-- EXERCISE REQUIREMENTS --
Present the lines below as a Markdown table with two columns, No and Line, giving each line its row number and dropping any blank lines. Leave the pictures out of the table.

Rows from a pointing dataset

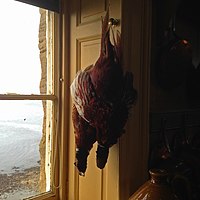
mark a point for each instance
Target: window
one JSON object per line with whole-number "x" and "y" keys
{"x": 28, "y": 101}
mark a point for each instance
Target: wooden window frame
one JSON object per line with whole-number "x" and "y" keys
{"x": 58, "y": 190}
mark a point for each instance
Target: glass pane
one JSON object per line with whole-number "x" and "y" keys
{"x": 24, "y": 168}
{"x": 23, "y": 49}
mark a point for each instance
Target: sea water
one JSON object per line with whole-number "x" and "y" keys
{"x": 20, "y": 134}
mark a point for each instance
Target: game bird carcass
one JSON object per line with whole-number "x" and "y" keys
{"x": 102, "y": 95}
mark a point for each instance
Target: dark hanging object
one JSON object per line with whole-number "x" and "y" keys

-- TASK OUTPUT --
| No | Line |
|---|---|
| 1 | mark a point for each instance |
| 2 | Target: window |
| 3 | one JSON object per line with whole-number "x" and "y" keys |
| 4 | {"x": 28, "y": 101} |
| 5 | mark a point for each instance |
| 6 | Target: wooden window frame |
| 7 | one JSON object per line with whole-number "x" and "y" keys |
| 8 | {"x": 58, "y": 190} |
| 9 | mark a point for each instance |
| 10 | Target: glass pane |
| 11 | one JSON object per line with whole-number "x" and "y" keys |
| 12 | {"x": 24, "y": 168} |
| 13 | {"x": 23, "y": 49} |
| 14 | mark a point for each instance |
| 15 | Target: sea water |
| 16 | one JSON object per line with whole-number "x" and "y" keys |
| 17 | {"x": 20, "y": 134} |
| 18 | mark a point for each instance |
| 19 | Target: game bird carcass |
| 20 | one JSON object per line with whole-number "x" and "y" keys |
| 21 | {"x": 102, "y": 95} |
| 22 | mark a point for each instance |
| 23 | Target: dark hanging object |
| 24 | one JSON object per line with whole-number "x" and "y" keys |